Un regalo da Elias Canetti

In Letteratura

Canetti esplora la forma breve dell’aforisma attraverso una raccolta inedita, dedicata all’amica pittrice: “Aforismi per Marie-Louise”

Le raccolte di aforismi hanno le origini più disparate. Si sa, ad esempio, che i Discorsi di Confucio furono raccolti dai suoi discepoli; che i Pensieri di Pascal avrebbero dovuto confluire in una monumentale apologia del cristianesimo; e che Oscar Wilde, campione indiscusso dell’aforisma da social network, concepì i suoi motti di spirito soltanto nell’ambito di opere più vaste, come racconti e commedie. Non è raro neppure che una raccolta di aforismi sia legata a una determinata occasione, com’è il caso di Minima Moralia di Theodor Adorno, dedicato all’amico e collega Max Horkheimer per il suo cinquantesimo compleanno.

CONSEGNA
Ricopia parola per parola il brano sugli aforismi, cominciando da “Le raccolte di” e proseguendo fino a “suo cinquantesimo compleanno.”. Le righe riportate qui non hanno alcun legame con il brano.

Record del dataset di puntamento
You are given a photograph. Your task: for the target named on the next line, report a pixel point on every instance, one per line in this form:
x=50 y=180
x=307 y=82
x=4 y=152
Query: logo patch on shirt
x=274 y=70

RISPOSTA COMPLETA
Le raccolte di aforismi hanno le origini più disparate. Si sa, ad esempio, che i Discorsi di Confucio furono raccolti dai suoi discepoli; che i Pensieri di Pascal avrebbero dovuto confluire in una monumentale apologia del cristianesimo; e che Oscar Wilde, campione indiscusso dell’aforisma da social network, concepì i suoi motti di spirito soltanto nell’ambito di opere più vaste, come racconti e commedie. Non è raro neppure che una raccolta di aforismi sia legata a una determinata occasione, com’è il caso di Minima Moralia di Theodor Adorno, dedicato all’amico e collega Max Horkheimer per il suo cinquantesimo compleanno.